*** Opening of Quoted passage ***

Medical Properties Trust, the largest hospital landlord in the U.S., is coming under additional scrutiny after running into regulatory hurdles over a deal it previously said had closed. 

California regulators temporarily blocked a deal between MPT and Prospect Medical Holdings, its second-largest tenant, that would have allowed Prospect to offer MPT equity in its business in place of repaying its debts. But MPT failed to disclose in its latest quarterly report that the deal, announced in May, was blocked by California regulators before the earnings report came out, The Wall Street Journal reported.

MPT has been losing revenue amid hospital closures, reporting a $42M loss in the second quarter after posting $190M in net income a year prior.

MPT’s stock price has plunged by almost 50% from the start of the year, falling from $11.53 per share on the New York Stock Exchange on the first day of trading this year to $6.40 on Friday afternoon. The share price fell by more than 7% on Friday after the WSJ's story published.

*** Close of Quoted passage ***
*** Opening of Provided information ***

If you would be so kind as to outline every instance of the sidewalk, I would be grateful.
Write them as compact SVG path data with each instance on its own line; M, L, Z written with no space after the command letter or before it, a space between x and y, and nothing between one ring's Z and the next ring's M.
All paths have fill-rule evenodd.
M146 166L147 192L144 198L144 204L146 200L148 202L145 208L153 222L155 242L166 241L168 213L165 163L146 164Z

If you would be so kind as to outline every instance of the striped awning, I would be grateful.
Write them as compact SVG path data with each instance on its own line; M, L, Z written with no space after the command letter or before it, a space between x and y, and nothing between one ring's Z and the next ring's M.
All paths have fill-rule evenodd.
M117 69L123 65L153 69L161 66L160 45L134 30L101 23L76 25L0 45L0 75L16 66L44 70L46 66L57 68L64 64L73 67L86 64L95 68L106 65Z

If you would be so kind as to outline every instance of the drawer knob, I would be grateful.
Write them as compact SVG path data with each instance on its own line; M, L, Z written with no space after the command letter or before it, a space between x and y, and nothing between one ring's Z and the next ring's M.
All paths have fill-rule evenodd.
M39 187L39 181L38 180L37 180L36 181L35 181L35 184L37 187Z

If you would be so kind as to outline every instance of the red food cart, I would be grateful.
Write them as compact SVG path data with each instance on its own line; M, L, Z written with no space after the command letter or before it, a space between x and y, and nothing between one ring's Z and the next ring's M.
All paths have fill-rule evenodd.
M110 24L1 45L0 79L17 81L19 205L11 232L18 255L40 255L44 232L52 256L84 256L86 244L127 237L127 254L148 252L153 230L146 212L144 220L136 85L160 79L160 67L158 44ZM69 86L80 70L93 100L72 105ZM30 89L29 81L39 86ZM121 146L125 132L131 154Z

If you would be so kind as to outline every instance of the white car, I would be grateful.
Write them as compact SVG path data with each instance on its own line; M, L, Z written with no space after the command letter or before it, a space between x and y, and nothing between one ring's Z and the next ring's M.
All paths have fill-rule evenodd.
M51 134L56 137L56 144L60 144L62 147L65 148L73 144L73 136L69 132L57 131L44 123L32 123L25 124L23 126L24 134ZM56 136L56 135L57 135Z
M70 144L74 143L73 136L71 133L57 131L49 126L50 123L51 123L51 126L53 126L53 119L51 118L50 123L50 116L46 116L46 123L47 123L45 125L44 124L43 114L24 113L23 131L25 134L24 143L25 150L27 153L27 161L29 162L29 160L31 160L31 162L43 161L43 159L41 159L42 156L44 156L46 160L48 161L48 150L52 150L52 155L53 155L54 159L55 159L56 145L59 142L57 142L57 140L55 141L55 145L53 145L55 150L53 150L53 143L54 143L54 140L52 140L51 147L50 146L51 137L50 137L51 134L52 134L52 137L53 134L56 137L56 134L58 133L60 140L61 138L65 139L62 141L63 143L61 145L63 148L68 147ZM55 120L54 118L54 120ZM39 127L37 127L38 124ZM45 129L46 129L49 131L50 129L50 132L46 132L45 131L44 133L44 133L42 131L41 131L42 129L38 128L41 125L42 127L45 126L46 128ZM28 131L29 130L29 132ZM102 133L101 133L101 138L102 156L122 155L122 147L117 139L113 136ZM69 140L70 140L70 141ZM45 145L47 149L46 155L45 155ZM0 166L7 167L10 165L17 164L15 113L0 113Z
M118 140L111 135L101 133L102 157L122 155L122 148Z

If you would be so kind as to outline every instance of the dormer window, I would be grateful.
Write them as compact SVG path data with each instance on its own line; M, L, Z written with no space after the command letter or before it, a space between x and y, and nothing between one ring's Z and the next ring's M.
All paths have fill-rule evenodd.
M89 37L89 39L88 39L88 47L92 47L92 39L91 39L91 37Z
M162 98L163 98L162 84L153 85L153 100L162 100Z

*** Close of Provided information ***

▸ List of tasks:
[1] Sum up the article on Medical Properties Trust in two sentences.
[2] According to the article on Medical Properties Trust, how much net income did MPT post a year before its second-quarter loss?
[3] Write the next part of the article on Medical Properties Trust, picking up after its final sentence.
The listing is separate material and has no connection to the article on Medical Properties Trust.

▸ Task results:
[1] Medical Properties Trust, the largest hospital landlord in the U.S., faces more scrutiny because California regulators temporarily blocked its deal letting tenant Prospect Medical Holdings offer equity instead of repaying its debts, and MPT's latest quarterly report left out that the deal had been blocked. Amid hospital closures, MPT reported a $42M loss in the second quarter, and its stock has dropped almost 50% since the start of the year, including a fall of more than 7% on Friday after the WSJ story.

[2] $190M.

[3]
Prospect and MPT had originally struck a deal in May allowing for Prospect’s managed care business, PHP Holdings, to grant MPT a large stake in the business in place of $573M in cash payments for loans, unpaid rent and interest. But PHP Holdings also owns small health insurer Prospect Health Plan, leading California regulators to block the deal temporarily on July 20. 

MPT didn’t disclose the temporary block in its quarterly earnings report and said last week that it owned 49% of PHP Holdings, the WSJ reported. While MPT spokesperson Drew Babin told the WSJ that the company expects the deal to go ahead, it is unclear how PHP will pay its debts to MPT if the block becomes permanent. 

MPT responded to the WSJ's story in a Friday press release, claiming the piece was "the most recent of several false and misleading articles" around the REIT.

MPT claims the California Department of Managed Health Care's action was "a standard, expected, and non-controversial part of the approval process for this transaction." It also said that it expects California regulators to fully approve the equity transaction.

"In the unlikely event that the regulator does not grant approval for the transaction, MPT’s investment in PHP would remain a convertible note with identical economics to equity ownership," the release says. "As a result, DMHC’s request was deemed immaterial to MPT’s financials and thus did not require disclosure."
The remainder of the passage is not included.